◆ DATA TO PROCESS:
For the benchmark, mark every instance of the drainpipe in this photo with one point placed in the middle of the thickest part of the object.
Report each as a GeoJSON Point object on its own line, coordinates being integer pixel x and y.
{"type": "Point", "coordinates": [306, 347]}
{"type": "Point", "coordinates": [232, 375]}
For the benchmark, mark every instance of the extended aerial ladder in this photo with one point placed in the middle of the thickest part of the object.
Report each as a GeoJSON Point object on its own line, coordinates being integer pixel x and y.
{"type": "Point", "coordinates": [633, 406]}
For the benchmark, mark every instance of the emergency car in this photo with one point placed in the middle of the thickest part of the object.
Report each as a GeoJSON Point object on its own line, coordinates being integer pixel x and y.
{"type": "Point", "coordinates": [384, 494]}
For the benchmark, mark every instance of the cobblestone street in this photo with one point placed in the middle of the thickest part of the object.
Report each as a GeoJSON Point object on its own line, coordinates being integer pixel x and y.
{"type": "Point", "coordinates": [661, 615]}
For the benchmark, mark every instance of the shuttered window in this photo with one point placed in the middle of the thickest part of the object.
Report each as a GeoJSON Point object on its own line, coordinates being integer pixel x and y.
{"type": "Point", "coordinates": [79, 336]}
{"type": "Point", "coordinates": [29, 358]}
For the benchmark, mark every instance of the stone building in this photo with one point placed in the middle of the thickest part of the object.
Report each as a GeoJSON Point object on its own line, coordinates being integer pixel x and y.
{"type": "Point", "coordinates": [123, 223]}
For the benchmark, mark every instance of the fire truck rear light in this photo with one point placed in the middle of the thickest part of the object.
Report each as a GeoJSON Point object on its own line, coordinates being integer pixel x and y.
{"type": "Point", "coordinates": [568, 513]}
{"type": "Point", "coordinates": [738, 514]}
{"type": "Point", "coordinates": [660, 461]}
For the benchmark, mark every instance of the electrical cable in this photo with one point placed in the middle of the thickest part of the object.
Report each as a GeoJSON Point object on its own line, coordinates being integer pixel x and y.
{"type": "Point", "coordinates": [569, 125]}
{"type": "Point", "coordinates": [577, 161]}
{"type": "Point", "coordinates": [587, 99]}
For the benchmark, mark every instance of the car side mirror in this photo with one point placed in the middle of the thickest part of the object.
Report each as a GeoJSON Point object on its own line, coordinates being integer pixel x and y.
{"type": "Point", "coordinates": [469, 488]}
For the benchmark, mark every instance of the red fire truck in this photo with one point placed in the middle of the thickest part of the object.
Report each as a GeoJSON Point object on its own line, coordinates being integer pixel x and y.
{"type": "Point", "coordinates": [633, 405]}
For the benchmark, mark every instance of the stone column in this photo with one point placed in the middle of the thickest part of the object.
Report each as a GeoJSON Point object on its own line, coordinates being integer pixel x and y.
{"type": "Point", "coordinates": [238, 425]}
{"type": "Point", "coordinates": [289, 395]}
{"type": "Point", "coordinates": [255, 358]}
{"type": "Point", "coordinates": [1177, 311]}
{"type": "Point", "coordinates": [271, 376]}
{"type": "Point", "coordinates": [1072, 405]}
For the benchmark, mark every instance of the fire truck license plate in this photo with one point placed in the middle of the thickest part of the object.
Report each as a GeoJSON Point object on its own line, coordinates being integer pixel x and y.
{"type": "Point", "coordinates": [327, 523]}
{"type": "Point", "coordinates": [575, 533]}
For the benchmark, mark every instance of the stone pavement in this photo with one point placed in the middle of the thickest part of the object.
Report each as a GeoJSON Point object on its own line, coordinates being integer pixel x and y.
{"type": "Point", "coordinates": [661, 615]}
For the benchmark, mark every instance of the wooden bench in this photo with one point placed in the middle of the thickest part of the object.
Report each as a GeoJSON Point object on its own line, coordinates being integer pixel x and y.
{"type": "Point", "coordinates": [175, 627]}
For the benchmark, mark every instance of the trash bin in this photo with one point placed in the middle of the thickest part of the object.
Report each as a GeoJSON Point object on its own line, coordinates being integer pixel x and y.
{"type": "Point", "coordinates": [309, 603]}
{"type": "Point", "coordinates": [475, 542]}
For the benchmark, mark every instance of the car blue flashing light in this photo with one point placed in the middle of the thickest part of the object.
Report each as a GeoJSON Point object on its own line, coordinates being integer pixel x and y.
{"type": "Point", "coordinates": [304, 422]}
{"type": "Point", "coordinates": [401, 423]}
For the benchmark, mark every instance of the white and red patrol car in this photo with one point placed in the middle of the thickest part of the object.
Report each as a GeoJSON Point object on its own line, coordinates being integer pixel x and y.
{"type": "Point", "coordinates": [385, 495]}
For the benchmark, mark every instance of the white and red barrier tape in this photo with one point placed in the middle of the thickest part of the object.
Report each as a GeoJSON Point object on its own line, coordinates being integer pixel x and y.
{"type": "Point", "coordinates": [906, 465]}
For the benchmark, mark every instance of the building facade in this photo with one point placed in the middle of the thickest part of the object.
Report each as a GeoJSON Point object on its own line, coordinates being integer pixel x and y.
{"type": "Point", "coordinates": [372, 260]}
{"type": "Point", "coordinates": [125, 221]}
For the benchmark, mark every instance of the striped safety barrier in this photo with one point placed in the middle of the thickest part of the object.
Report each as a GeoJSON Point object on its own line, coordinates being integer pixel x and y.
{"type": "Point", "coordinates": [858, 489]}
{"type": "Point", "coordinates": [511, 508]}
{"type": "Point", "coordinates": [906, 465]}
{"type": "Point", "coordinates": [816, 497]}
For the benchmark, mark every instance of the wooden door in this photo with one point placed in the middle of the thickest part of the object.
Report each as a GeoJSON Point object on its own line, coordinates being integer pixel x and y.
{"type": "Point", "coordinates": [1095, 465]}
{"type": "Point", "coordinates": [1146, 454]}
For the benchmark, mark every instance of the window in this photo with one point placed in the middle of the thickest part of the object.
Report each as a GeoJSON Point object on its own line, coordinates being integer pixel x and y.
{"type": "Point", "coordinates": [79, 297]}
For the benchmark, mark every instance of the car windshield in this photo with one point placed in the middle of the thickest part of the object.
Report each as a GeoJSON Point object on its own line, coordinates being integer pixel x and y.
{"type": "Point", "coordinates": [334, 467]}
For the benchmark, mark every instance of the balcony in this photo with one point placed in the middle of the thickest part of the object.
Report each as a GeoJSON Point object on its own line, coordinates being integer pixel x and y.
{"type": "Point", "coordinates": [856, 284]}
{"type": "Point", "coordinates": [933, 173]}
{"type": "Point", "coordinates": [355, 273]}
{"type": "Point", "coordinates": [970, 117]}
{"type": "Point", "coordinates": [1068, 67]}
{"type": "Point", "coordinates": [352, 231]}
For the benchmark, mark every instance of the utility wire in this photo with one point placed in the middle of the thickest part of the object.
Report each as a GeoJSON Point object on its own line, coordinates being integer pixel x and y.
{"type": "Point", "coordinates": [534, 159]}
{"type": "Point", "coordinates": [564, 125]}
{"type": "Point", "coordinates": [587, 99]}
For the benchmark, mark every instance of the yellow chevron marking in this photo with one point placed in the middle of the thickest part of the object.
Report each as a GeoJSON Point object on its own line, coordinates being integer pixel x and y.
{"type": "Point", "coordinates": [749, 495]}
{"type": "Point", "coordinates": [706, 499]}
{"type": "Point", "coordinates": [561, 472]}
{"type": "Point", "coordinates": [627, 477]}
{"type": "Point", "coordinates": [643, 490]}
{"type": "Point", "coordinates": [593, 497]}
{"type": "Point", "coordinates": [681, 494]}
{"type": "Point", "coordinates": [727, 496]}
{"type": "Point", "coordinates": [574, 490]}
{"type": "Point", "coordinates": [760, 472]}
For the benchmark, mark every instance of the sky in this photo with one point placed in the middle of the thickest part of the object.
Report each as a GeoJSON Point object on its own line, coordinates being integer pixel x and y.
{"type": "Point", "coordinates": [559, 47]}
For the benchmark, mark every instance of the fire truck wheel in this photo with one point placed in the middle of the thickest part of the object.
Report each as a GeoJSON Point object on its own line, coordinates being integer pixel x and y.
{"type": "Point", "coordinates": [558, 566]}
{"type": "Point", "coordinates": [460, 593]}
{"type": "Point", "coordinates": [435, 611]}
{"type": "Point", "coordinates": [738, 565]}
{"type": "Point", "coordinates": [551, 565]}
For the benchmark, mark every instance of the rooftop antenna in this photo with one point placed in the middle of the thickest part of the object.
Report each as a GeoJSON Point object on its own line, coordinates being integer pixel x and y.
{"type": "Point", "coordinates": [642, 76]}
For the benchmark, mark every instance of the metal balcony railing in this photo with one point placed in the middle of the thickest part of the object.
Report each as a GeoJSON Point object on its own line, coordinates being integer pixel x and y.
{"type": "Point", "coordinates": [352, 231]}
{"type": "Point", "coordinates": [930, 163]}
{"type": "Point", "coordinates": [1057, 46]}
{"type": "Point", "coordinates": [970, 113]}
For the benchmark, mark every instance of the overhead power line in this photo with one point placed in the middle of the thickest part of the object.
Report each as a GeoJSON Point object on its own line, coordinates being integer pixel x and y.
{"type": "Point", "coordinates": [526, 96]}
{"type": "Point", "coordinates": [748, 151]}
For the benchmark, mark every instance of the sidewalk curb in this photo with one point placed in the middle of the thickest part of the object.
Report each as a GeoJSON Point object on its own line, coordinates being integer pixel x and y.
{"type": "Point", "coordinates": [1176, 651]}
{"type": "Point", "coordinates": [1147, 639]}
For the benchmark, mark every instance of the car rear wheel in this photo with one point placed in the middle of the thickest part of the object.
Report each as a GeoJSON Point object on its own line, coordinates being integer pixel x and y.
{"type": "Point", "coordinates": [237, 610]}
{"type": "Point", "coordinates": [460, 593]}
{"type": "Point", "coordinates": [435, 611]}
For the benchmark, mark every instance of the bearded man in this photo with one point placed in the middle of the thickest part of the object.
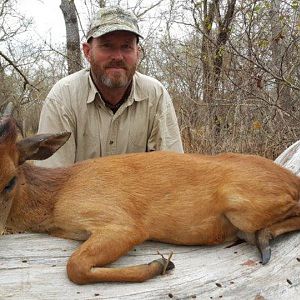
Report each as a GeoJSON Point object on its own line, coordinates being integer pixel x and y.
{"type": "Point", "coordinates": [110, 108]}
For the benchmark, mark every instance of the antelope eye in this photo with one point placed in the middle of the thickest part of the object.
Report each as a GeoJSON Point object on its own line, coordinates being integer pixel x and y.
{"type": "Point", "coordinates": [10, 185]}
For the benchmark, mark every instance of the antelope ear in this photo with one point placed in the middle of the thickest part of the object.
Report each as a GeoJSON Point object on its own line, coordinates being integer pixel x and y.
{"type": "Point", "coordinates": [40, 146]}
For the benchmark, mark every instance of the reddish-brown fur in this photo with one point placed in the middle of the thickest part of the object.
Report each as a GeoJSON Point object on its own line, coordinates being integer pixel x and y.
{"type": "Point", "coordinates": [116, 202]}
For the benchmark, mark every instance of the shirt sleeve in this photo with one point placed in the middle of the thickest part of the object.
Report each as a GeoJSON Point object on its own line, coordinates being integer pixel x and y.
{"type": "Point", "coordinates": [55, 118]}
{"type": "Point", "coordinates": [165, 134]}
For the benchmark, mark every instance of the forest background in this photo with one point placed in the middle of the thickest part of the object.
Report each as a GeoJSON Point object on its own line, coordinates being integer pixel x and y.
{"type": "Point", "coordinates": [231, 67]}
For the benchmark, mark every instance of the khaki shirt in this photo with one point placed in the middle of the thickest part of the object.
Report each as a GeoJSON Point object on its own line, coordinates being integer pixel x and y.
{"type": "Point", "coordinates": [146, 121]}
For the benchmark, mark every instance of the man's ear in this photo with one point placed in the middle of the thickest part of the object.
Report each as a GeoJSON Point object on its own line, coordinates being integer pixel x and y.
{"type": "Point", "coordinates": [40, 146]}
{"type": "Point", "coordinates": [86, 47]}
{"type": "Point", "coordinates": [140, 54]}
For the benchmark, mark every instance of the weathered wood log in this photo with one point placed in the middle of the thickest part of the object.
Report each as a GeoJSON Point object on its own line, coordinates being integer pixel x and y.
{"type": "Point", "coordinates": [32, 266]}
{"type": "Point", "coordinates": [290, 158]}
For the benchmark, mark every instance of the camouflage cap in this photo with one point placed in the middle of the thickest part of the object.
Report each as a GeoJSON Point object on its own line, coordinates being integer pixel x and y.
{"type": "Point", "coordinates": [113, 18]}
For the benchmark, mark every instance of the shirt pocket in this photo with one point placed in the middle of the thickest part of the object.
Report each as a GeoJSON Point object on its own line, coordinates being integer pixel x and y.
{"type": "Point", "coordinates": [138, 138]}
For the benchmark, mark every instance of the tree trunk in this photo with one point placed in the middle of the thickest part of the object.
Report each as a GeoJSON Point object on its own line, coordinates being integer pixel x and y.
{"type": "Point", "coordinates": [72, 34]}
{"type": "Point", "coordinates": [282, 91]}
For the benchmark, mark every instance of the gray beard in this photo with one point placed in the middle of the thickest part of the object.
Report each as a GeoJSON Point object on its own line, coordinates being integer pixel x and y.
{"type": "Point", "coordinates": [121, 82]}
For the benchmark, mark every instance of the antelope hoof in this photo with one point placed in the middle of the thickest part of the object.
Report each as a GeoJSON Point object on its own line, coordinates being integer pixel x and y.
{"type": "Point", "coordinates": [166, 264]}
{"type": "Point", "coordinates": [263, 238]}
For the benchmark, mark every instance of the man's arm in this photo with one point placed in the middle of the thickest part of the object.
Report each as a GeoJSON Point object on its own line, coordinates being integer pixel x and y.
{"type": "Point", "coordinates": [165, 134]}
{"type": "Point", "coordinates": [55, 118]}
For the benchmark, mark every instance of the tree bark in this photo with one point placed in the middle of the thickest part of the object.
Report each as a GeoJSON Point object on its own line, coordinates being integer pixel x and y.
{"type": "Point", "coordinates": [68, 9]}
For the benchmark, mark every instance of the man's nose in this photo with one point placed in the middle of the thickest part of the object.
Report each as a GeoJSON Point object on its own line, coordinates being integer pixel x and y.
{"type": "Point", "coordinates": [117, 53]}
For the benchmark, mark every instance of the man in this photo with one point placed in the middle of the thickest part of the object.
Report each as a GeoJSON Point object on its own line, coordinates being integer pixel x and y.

◆ SHORT PROBLEM:
Reproduce verbatim every line of the items above, starting with the line that contains "For the benchmark, mark every instance of the man in" and continuing through the last line of the items.

◆ ANSWER BELOW:
For the benchmark, mark every instance of the man in this photo with one point placed in the middle of the thickest part of the object.
Report each as a GeoJSON Point object on its own line, coordinates being integer pixel x and y.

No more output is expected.